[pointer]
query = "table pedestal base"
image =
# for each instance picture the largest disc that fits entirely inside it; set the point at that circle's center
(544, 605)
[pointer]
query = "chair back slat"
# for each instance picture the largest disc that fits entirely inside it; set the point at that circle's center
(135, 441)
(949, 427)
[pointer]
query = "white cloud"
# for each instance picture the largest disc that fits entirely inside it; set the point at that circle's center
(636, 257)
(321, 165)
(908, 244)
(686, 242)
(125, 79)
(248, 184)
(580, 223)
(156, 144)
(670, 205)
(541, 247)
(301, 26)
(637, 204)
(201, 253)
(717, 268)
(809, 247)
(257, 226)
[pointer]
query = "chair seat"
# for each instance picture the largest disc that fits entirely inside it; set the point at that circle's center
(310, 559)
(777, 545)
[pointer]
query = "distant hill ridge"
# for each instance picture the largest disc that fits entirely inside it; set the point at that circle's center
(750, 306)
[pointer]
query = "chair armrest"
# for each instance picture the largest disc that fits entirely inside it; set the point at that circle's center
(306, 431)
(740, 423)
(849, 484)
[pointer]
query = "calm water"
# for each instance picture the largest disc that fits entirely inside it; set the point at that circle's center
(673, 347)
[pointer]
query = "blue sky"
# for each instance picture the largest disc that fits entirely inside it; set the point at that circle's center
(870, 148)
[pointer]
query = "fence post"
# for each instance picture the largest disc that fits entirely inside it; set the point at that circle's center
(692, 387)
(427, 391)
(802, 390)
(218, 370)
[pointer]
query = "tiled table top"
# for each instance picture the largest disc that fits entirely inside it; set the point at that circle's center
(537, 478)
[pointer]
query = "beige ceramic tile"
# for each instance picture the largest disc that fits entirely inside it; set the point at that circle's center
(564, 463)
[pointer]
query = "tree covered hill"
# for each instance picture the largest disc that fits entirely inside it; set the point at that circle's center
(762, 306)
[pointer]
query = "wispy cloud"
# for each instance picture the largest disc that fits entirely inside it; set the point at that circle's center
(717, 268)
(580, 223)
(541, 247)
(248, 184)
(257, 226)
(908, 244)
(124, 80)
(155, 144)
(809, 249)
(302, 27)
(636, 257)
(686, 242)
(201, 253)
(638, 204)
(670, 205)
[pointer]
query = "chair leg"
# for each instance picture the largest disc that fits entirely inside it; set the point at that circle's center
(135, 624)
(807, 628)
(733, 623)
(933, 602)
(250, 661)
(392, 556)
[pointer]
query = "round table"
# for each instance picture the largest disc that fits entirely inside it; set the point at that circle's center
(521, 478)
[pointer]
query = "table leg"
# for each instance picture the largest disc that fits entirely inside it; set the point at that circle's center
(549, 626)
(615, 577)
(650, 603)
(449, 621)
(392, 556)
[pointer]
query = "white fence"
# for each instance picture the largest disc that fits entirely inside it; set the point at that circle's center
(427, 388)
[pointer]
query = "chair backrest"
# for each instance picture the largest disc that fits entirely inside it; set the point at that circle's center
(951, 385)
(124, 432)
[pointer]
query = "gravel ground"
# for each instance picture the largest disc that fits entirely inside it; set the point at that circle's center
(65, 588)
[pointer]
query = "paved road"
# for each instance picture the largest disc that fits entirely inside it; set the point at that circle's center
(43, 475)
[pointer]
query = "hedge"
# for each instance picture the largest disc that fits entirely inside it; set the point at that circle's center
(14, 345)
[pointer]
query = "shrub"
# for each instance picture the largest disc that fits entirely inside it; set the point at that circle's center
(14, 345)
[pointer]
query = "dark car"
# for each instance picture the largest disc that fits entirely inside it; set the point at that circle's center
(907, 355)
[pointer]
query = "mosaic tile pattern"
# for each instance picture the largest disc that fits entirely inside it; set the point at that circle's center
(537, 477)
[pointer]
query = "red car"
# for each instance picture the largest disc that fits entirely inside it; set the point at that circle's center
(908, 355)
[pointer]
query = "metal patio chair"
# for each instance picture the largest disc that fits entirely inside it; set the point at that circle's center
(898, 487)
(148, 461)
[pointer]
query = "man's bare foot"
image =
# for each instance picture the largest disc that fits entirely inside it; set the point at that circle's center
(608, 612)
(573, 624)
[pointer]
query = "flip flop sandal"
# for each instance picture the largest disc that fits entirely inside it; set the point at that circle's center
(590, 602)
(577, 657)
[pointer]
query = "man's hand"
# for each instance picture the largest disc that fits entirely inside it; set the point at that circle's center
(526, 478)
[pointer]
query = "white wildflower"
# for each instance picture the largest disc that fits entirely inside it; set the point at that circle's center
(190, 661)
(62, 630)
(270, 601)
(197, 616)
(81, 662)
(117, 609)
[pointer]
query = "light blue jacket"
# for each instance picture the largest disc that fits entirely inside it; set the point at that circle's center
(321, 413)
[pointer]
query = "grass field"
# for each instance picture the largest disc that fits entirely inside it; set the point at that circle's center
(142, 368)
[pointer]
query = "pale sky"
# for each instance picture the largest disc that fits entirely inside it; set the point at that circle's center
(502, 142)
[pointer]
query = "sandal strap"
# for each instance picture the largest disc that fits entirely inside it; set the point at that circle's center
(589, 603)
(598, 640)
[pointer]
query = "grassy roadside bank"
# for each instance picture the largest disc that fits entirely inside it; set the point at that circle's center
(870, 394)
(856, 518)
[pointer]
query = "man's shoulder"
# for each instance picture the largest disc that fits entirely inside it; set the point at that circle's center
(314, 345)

STATED PROBLEM | Repeat the lines above exactly.

SOLUTION TO THE PROBLEM |
[pointer]
query = "table pedestal base"
image =
# for each instance picture the largest disc that fits entirely inside it; set the point at that circle's center
(544, 605)
[pointer]
query = "chair back slat"
# for each instance picture the largest disc that fits entirely inside it; set the point at that circle's center
(135, 441)
(949, 427)
[pointer]
query = "white cloud"
# for each instance picture the largest disc that fits entirely inside it; set the point at that circle's center
(636, 257)
(321, 165)
(908, 244)
(686, 242)
(125, 79)
(248, 184)
(580, 223)
(156, 144)
(670, 205)
(541, 247)
(301, 26)
(637, 204)
(201, 253)
(717, 268)
(809, 247)
(257, 226)
[pointer]
query = "chair seat"
# for each instance picture the largest disc that fits entirely inside it; set the point at that circle's center
(310, 559)
(777, 545)
[pointer]
query = "distant hill ridge"
# for each instance picture the largest disc that fits entirely inside it; set the point at that circle's center
(750, 306)
[pointer]
query = "chair armrest"
# for each instance picture the largest disc that fits entirely inside it; set the point at that circle's center
(306, 431)
(740, 423)
(849, 484)
[pointer]
query = "calm water"
# for each instance picture the largest disc that fits entirely inside it; set the point at that circle's center
(673, 347)
[pointer]
query = "blue sky"
# for each instance picture the largest disc that fits entirely inside it; set the point at that circle's center
(870, 148)
[pointer]
query = "fence post"
# for each instance picture the largest disc that fits entirely inside it; set the point at that circle's center
(692, 387)
(427, 391)
(802, 390)
(218, 370)
[pointer]
query = "tiled table top"
# for each instance picture the largest disc that fits entirely inside it; set the point at that circle's center
(537, 478)
[pointer]
query = "beige ceramic tile"
# for each instance picture the largest disc that fits entirely inside it; set the point at that circle's center
(564, 463)
[pointer]
query = "tree covered hill"
# for each instance picture the largest disc that fits entirely inside it; set the point at that circle's center
(762, 306)
[pointer]
query = "wispy cloud"
# for each instance picture the largest disc that fits entirely inside it; set the point at that circle's center
(717, 268)
(580, 223)
(541, 247)
(248, 184)
(257, 226)
(908, 244)
(124, 80)
(155, 144)
(809, 249)
(302, 27)
(636, 257)
(686, 242)
(201, 253)
(638, 204)
(670, 205)
[pointer]
query = "chair leg"
# for each instance picture the largest disc that fits entirely inside it; set the point at that circle's center
(135, 624)
(807, 628)
(733, 623)
(933, 602)
(250, 661)
(392, 556)
[pointer]
query = "round table"
# for each instance picture the largest disc that fits entirely inside it; set the point at that circle's center
(521, 478)
[pointer]
query = "table leg"
# for each instance picture the largest disc that fits entirely inside it; set the point at that circle's center
(549, 626)
(615, 577)
(650, 603)
(449, 621)
(392, 556)
[pointer]
query = "white fence"
# for each instance picture the largest disc that fits entirely inside it; set the point at that circle's center
(427, 388)
[pointer]
query = "chair backrest"
# for each instance picture the largest disc that fits entirely inside it; set the point at that circle's center
(951, 385)
(124, 432)
[pointer]
query = "gravel ground"
# for each instance picture the largest disc that fits entirely inside it; set the point at that circle's center
(65, 588)
[pointer]
query = "paved road"
# for each instance picture the largest disc that fits entirely inside it; set the point at that circle's center
(43, 475)
[pointer]
query = "hedge"
# for each instance picture the largest disc that fits entirely inside it; set the point at that circle's center
(14, 345)
[pointer]
query = "shrub"
# for each instance picture the largest disc that fits entirely inside it; set the point at that circle's center
(14, 345)
[pointer]
query = "dark car"
# for each instance picture the largest disc that fits entirely inside it; set the point at that circle's center
(907, 355)
[pointer]
query = "mosaic tile pattern"
# for each instance picture the largest disc that fits entirely inside it; set the point at that circle's center
(537, 477)
[pointer]
query = "red car"
# for each instance picture the largest disc that fits entirely inside it; set the point at that circle's center
(908, 355)
[pointer]
query = "metal patio chair"
# for each instance picture the largest disc that fits entirely inside it; set the point at that circle's center
(898, 487)
(148, 461)
[pointer]
query = "man's bare foot"
image =
# for each instance picture the largest disc that fits entirely inside it; set the point at that circle's center
(608, 612)
(573, 624)
[pointer]
query = "flip flop sandal"
# for each instance picture the largest disc that fits entirely inside it; set the point at that circle's center
(590, 602)
(577, 657)
[pointer]
query = "man's hand"
# for each instance picture the largest disc that fits entirely inside it; set the point at that circle's center
(526, 478)
[pointer]
query = "white wildflower"
# for each instance picture the largest disc that fits entirely inside it; set the point at that circle's center
(190, 661)
(62, 630)
(270, 601)
(197, 616)
(81, 662)
(117, 609)
[pointer]
query = "light blue jacket"
# for each instance picture the largest disc that fits entirely inside it; set the point at that circle's center
(321, 413)
[pointer]
query = "grass field"
# for each instance picture the largest disc that fits entirely inside it; set the point at that circle's center
(142, 368)
[pointer]
query = "pale sky"
# for each instance picture the largest disc that fits entirely inside it; set the point at that circle's center
(502, 142)
[pointer]
query = "sandal strap"
# for each instance picture the largest disc that fits entirely inside it; set the point at that circle's center
(589, 603)
(598, 640)
[pointer]
query = "grassy roadside bank"
# for each instance picture the largest disc that fits entirely inside it; set the point at that circle's center
(870, 394)
(856, 518)
[pointer]
query = "man's shoulder"
# for each instance picture the largest disc that fits entirely inside it; set the point at that circle's center
(314, 345)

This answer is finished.